Consegna scritta 1: Trascrivi in forma di elenco JSON di stringhe, una per riga e senza le righe vuote, le righe dei record che vanno da quella contenente "task: segment each instance of the dark" fino alla fine dei record, estremi compresi.

Articolo:
La nostra redazione ha incontrato Michele Di Filippo, giovane chitarrista e compositore, originario di Genzano di Roma, ma in fondo un po’ cittadino del mondo. Si è formato al Saint Louis College of Music, ma ha anche avuto significative esperienze all’Estero (Conservatorio Maurice Ravel di Parigi).
Quando assisti ad un’esibizione di Michele Di Filippo, percepisci un’anima raffinata e libera che riesce a ricostruire e a rendere personale e coinvolgente un brano musicale, a mostrare ciò che è impercettibile.
Ogni giorno Michele Di Filippo cerca il modo di essere altro da se’ e di creare quel magico momento in cui tecnica e spontaneità si incontrano. Imbracciare una chitarra significa per Michele Di Filippo intraprendere un percorso molto personale pieno di sfide che può condurre verso strade meravigliose.
Il suo ultimo disco dedicato a Roland Dyens, compositore e chitarrista francese con l’etichetta Da Vinci di Osaka è stato per lui “un viaggio attraverso molti stili dal jazz, alla bossanova per passare per la musica francese.”
Michele Di Filippo è un artista che riesce ad incarnare profondamente lo spirito della musica, arte che più delle altre è evocativa e acuisce i sensi, al fine di riscoprirne anche una forza narrativa.
Michele Di Filippo: intervista
Michele Di Filippo, quando è stata la prima volta che hai imbracciato una chitarra? Come nasci artisticamente?
Ho imbracciato la chitarra all’età di 8 anni, ero nella mia abitazione in una torrida estate e da una parte c’era una vecchia chitarra inutilizzata, così ho iniziato a strimpellarla con l’aiuto di mia madre che già suonava.
Artisticamente nasco qualche anno dopo, quando ho esordito a 15 anni in concerto presso il Palazzo Sforza Cesarini di Genzano, mia città natale. Era un concerto di presentazione del mio primo disco in cui portavo alla luce le mie composizioni per chitarra. Il primo passo non sono nella professione concertistica ma anche in quella compositiva.
Da lì è cominciato un percorso formativo ed un bagaglio di esperienze tra concerti, masterclass, incontri, che mi ha accresciuto molto. Il non precludersi nulla e la curiosità di conoscere e sperimentare è qualcosa che da allora mi porto sempre dietro.
“Mi piace pensare che siano i brani a scegliere me. Ogni composizione è un ecosistema che ha al suo interno degli equilibri importanti ma soprattutto ogni brano rappresenta una storia per cui dentro c’è sia quello che viene espresso per iscritto e sia quello che non è espresso ma che è presente sullo sfondo”

Consegna scritta 2: Restituisci senza alcuna modifica il passo dell'articolo che comincia con le parole "Artisticamente nasco qualche" e si chiude con "porto sempre dietro.".

(Elementi memorizzati)
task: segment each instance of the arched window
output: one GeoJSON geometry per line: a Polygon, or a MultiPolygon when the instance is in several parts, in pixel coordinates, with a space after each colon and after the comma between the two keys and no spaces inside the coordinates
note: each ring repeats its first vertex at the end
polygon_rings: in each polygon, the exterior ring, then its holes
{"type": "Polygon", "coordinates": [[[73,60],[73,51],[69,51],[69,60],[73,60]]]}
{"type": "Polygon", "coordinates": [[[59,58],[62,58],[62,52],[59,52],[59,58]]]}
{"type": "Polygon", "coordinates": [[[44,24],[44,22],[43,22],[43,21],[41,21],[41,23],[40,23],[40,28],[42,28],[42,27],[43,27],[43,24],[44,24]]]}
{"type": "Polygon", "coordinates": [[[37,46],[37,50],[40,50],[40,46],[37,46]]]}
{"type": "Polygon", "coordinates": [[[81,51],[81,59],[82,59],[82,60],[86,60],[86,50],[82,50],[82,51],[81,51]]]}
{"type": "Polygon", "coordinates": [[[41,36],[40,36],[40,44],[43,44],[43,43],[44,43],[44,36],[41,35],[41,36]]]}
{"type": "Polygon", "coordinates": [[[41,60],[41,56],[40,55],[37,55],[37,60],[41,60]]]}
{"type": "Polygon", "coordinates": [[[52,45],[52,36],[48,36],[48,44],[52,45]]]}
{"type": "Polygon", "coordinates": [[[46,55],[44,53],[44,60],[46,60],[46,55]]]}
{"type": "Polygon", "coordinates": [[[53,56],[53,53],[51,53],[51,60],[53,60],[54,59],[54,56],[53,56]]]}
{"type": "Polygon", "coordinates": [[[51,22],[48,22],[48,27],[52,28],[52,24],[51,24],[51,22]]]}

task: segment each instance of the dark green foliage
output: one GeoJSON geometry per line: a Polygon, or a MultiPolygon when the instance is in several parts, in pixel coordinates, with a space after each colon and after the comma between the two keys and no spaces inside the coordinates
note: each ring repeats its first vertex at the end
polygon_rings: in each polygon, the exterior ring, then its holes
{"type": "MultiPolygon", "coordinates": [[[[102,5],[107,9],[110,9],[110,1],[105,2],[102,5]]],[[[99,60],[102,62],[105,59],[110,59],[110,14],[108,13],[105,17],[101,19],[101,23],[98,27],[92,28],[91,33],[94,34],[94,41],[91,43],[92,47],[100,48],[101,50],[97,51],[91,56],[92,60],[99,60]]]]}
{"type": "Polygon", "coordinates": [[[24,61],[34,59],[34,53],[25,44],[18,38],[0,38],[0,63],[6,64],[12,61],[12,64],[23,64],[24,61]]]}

Risposta attesa 1:
[
  "task: segment each instance of the dark green foliage",
  "output: one GeoJSON geometry per line: a Polygon, or a MultiPolygon when the instance is in several parts, in pixel coordinates, with a space after each colon and after the comma between the two keys and no spaces inside the coordinates",
  "note: each ring repeats its first vertex at the end",
  "polygon_rings: in each polygon, the exterior ring, then its holes",
  "{\"type\": \"MultiPolygon\", \"coordinates\": [[[[102,5],[107,9],[110,9],[110,1],[105,2],[102,5]]],[[[99,60],[102,62],[105,59],[110,59],[110,14],[108,13],[105,17],[101,19],[101,23],[98,27],[92,28],[91,33],[94,34],[94,41],[91,43],[92,47],[100,48],[101,50],[97,51],[91,56],[92,60],[99,60]]]]}",
  "{\"type\": \"Polygon\", \"coordinates\": [[[24,61],[34,59],[34,53],[25,44],[18,38],[0,38],[0,63],[6,64],[12,61],[12,64],[23,64],[24,61]]]}"
]

Risposta attesa 2:
Artisticamente nasco qualche anno dopo, quando ho esordito a 15 anni in concerto presso il Palazzo Sforza Cesarini di Genzano, mia città natale. Era un concerto di presentazione del mio primo disco in cui portavo alla luce le mie composizioni per chitarra. Il primo passo non sono nella professione concertistica ma anche in quella compositiva.
Da lì è cominciato un percorso formativo ed un bagaglio di esperienze tra concerti, masterclass, incontri, che mi ha accresciuto molto. Il non precludersi nulla e la curiosità di conoscere e sperimentare è qualcosa che da allora mi porto sempre dietro.